DOCUMENT SEGMENT:
------------------------
In the New Yorker article “Germs Are Us” (10/22/12), author Michael Specter states:

We inherit every one of our genes, but we leave the womb without a single microbe. As we pass through our mother’s birth canal, we begin to attract entire colonies of bacteria. By the time a child can crawl, he has been blanketed by an enormous, unseen cloud of microorganisms—a hundred trillion or more. They are bacteria, mostly, but also viruses and fungi (including a variety of yeasts), and they come at us from all directions: other people, food, furniture, clothing, cars, buildings, trees, pets, even the air we breathe. They congregate in our digestive systems and our mouths, fill the space between our teeth, cover our skin, and line our throats. We are inhabited by as many as ten thousand bacterial species; these cells outnumber those which we consider our own by ten to one, and weigh, all told, about three pounds—the same as our brain. Together, they are referred to as our microbiome—and they play such a crucial role in our lives that scientists like Blaser have begun to reconsider what it means to be human.
Martin J. Blaser is the chairman of the Department of Medicine and a professor of microbiology at the New York University School of Medicine. The bacterium he studies is Helicobacter pylori, or H. pylori, which was discovered to cause ulcers and contribute to stomach cancer. A campaign was immediately mounted to eradicate it. But Blaser contends that just because it is capable of doing harm, that does not mean it doesn’t have a vital role to play in healthy bodies.  We have learned that removing predators from ecosystems can cause disastrous results for the system as a whole, often in unexpected ways. Could the same be true when we remove potential predators from our internal ecosystems - our microbiomes?  Blaser’s research is continuing, but already he has discovered positive roles that H. pylori plays in the human bodies it inhabits. In fact, studies are linking the destruction of bacteria within our bodies to such varied illnesses and disorders as obesity, Crohn’s disease, and asthma. Bacteria may be an important factor in the regulation of blood pressure (The Economist, ‘Sniffing Out Hypertension,’ 2/16/13). Twin studies in Malawi are producing strong evidence that having the ‘wrong’ gut bacteria can predispose those individuals to malnutrition, even when they consume the same diet as their twins who carry a different bacterial load. (The Economist, ‘Debugging the Problem,’ 2/2-8/12). 
‘Germs Are Us’ author Specter says about bacteria:
Most reside within the gut, but many also occupy our mouths, and one particular bacterium, Streptococcus mutans, has been recognized as the principal cause of tooth decay. When you eat sugar, S. mutans releases acid that corrodes the teeth. Many researchers who study the microbiome now look upon cavities as an infectious disease, and they are testing a mouthwash that kills S. mutans; if it works, dental cavities could vanish.
There are cases where illnesses and infections in one individual have resisted all conventional medical treatments, then have been cured by the transferral of a particular bacterial colony from a healthy individual into the sick one. In one case, described in ‘Germs Are Us,’ a man with a serious chronic infection in one ear cured himself simply by transferring ear wax - and its bacteria - from his healthy ear into the infected one.
So should we all be taking probiotics, maybe all the time? The current scientific thinking is that we still know so little about the bacterial makeup of our bodies - and that makeup varies from individual to individual - that taking a broad-spectrum probiotic may be almost as unwise for some people as taking a broad-spectrum antibiotic. Studies on some widely used probiotics have shown that they can cause or increase some health conditions in some individuals. We don’t know enough yet to identify what is ‘good’ and what is ‘bad.’ And it may turn out that our bacteria, like the people on which they colonize, are often shades of grey.
------------------------
REQUIRED WORK:
Reproduce word for word the portion of the microbiome passage above that runs from "There are cases" to "the infected one.".
------------------------
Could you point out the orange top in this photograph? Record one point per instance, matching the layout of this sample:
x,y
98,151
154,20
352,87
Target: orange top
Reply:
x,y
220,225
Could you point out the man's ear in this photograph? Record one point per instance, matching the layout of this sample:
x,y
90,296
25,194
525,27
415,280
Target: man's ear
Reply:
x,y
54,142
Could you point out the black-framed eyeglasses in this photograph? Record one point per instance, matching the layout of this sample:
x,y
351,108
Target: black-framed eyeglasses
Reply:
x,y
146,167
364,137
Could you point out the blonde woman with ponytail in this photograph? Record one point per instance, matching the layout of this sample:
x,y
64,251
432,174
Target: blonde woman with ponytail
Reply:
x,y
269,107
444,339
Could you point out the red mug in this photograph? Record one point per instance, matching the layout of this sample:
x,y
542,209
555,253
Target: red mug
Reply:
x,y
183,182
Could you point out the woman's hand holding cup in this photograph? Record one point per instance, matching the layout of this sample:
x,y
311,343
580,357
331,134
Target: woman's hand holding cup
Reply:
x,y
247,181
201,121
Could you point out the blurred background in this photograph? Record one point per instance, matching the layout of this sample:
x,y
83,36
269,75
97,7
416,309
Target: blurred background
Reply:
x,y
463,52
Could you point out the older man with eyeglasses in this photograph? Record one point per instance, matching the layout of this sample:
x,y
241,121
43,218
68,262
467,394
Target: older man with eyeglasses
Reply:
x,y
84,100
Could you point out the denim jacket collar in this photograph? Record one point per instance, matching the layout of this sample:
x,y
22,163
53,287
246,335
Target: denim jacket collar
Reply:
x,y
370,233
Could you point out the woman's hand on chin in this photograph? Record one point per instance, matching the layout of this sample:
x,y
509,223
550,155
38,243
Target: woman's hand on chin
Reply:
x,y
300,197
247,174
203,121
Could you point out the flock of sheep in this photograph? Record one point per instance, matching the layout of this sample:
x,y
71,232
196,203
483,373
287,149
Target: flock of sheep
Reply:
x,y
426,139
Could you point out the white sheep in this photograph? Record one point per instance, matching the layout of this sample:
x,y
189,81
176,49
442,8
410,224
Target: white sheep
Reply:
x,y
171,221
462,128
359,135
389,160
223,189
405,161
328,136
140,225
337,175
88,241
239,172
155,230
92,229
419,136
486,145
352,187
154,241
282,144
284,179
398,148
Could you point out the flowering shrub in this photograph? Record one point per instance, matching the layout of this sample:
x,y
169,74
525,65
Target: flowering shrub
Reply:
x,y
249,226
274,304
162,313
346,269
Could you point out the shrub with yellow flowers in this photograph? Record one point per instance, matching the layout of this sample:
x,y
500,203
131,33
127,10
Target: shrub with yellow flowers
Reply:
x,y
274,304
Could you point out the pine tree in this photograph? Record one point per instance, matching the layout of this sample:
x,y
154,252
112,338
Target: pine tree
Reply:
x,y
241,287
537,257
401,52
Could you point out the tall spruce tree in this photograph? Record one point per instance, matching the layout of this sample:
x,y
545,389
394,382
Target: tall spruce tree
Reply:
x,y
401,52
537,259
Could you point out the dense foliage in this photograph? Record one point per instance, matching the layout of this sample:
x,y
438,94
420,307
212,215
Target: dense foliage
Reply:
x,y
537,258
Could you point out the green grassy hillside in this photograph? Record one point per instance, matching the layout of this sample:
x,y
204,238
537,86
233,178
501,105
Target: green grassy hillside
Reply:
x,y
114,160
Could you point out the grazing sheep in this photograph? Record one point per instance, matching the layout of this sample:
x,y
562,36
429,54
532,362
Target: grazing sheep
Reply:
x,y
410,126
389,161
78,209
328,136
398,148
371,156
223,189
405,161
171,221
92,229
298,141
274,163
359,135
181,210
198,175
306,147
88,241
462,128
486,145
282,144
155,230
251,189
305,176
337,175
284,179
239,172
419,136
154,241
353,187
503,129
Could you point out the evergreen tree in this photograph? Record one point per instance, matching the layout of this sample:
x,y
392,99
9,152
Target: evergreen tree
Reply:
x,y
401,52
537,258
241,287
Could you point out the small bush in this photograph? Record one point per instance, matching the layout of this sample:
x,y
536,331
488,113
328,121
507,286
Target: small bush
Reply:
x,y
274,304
------------------------
ANSWER FOR THE TASK:
There are cases where illnesses and infections in one individual have resisted all conventional medical treatments, then have been cured by the transferral of a particular bacterial colony from a healthy individual into the sick one. In one case, described in ‘Germs Are Us,’ a man with a serious chronic infection in one ear cured himself simply by transferring ear wax - and its bacteria - from his healthy ear into the infected one.